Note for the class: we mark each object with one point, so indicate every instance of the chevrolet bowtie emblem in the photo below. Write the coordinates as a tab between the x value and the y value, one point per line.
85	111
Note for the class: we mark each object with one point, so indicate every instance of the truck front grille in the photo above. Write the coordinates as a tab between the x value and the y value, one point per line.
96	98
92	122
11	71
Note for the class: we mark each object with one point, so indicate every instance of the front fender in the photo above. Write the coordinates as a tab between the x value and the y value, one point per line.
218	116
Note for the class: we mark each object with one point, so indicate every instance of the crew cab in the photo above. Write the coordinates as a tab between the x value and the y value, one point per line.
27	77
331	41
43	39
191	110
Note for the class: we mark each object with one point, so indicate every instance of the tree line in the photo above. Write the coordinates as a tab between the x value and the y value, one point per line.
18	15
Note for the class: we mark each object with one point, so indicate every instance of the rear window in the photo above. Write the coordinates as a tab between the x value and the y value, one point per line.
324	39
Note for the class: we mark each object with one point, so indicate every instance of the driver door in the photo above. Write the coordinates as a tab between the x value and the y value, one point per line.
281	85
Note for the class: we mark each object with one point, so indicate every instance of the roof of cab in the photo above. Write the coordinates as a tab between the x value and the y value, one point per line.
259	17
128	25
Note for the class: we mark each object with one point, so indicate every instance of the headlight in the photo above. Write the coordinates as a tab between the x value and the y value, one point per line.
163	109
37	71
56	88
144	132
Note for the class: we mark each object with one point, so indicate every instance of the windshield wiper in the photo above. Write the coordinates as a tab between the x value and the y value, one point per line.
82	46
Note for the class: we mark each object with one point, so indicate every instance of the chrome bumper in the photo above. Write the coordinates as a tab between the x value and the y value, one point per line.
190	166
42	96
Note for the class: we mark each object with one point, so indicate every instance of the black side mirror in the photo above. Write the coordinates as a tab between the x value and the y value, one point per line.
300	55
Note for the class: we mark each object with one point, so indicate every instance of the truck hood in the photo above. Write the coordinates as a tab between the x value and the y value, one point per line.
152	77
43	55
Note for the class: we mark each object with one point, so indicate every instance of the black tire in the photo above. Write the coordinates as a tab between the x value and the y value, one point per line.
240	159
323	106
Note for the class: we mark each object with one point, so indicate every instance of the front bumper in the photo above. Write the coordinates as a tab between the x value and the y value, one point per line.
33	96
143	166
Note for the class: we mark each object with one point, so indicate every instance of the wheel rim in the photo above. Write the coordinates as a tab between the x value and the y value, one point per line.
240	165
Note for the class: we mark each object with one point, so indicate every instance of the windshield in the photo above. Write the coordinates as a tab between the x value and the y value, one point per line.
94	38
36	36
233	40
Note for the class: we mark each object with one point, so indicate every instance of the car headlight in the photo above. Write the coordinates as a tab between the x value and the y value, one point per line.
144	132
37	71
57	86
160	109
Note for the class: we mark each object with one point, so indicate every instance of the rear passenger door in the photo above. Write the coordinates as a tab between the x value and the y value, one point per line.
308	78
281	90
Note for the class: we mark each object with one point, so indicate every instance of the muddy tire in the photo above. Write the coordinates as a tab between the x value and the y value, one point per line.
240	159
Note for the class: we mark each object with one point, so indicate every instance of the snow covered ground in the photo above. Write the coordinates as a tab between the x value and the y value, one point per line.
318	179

____

● Task instructions
The response should be a verbatim transcription of the data.

● Problem solution
Note for the class: we mark each object with one point, so indicate every instance of the chevrolet bowtie emblem in the photo below. Write the coordinates as a tab between the x value and the y value, one point per line.
85	111
Note for the class: we mark each object with one point, so indicate every instance of the truck front grille in the photo above. Write the coordinates as a tab between the x value and the y value, one point per line.
96	98
92	122
11	71
Note for the class: we mark each object with one point, so indicate every instance of the front fender in the photo above. Write the coordinates as a tab between the x value and the y value, one point per line.
218	116
Note for the class: we mark each object with one point, so indicate every instance of the crew cab in the photo above. Write the coordinates as a tab between the x value and the y value, one point per line.
27	77
331	41
43	39
191	110
Note for the class: we mark each object with one point, so indicate every instance of the tree line in the photo above. Write the coordinates as a tab between the x value and the y value, one point per line.
18	15
Note for the class: we mark each object with one point, so indicate every instance of the rear window in the photo above. Write the coordinates as a tab between the x value and the y value, one point per line.
324	39
Note for the class: we mark each object with one point, so indicate every instance of the driver door in the photo above. Write the coordinates as a tab between the x value and the y value, one point per line.
281	85
Note for the class: we mark each object with one point, so indicate every instance of the roof of cab in the photo above. Write the coordinates as a tab between the x value and the y value, one point per line.
259	17
128	25
Note for the class: we mark each object with one point, so indicate every instance of the headlight in the photo above. Write the coordinates as a tab between the x value and the y value, one point per line.
163	109
37	71
56	88
144	132
Note for the class: we mark each object with one point, so indicate every instance of the windshield wiper in the photo above. Write the coordinates as a tab between the x value and the y value, one point per line.
82	46
Note for the class: we mark each object with one point, so indicate every instance of the chrome bumper in the photo above. Write the coordinates as a tab between the x value and the y value, one point per line.
190	166
42	96
Note for the class: we mark each object with one point, so indicate every instance of the black side mirror in the photo above. Write the coordinates as a tab between the x value and the y value, one point per line.
300	55
Note for the class: we mark each object with one point, so indicate every instance of the truck hood in the photo above. Write the coordinates as a tab between the x value and the y value, one point per line.
152	77
43	55
Note for the class: we mark each object with one point, so indicate every instance of the black tire in the photo above. Write the coordinates as a tab between the x value and the y value, one point per line.
240	159
323	106
Note for the class: we mark each object with one point, so indicate every instance of the front bumper in the photo above. Write the coordinates as a tab between the x value and the y value, one point per line.
33	96
143	166
Note for the class: we mark each object with one point, so indicate every instance of the wheel rim in the photo above. Write the coordinates as a tab between the x value and the y value, one point per line.
240	165
Note for the class: we mark each object with one point, so indicate every instance of the windshield in the photo above. Write the coordinates as a tab between the x value and the y value, one point per line.
94	38
36	36
233	40
Note for the class: we mark each object with one point, so indicate every instance of the car headlight in the photo above. Write the coordinates as a tab between the x value and the y value, one point per line.
144	132
37	71
57	86
160	109
Note for the class: we mark each object with one point, so indicate every instance of the rear passenger door in the photo above. Write the coordinates as a tab between the x value and the y value, one point per line.
308	78
281	90
Note for the class: we mark each object with one point, so indicate every instance of the muddy tire in the photo above. Write the coordinates as a tab between the x value and the y value, one point per line.
240	159
Note for the class: we mark each object with one point, so indicate every instance of the snow covered ground in the photo above. Write the coordinates as a tab between the x value and the y value, one point per line.
318	179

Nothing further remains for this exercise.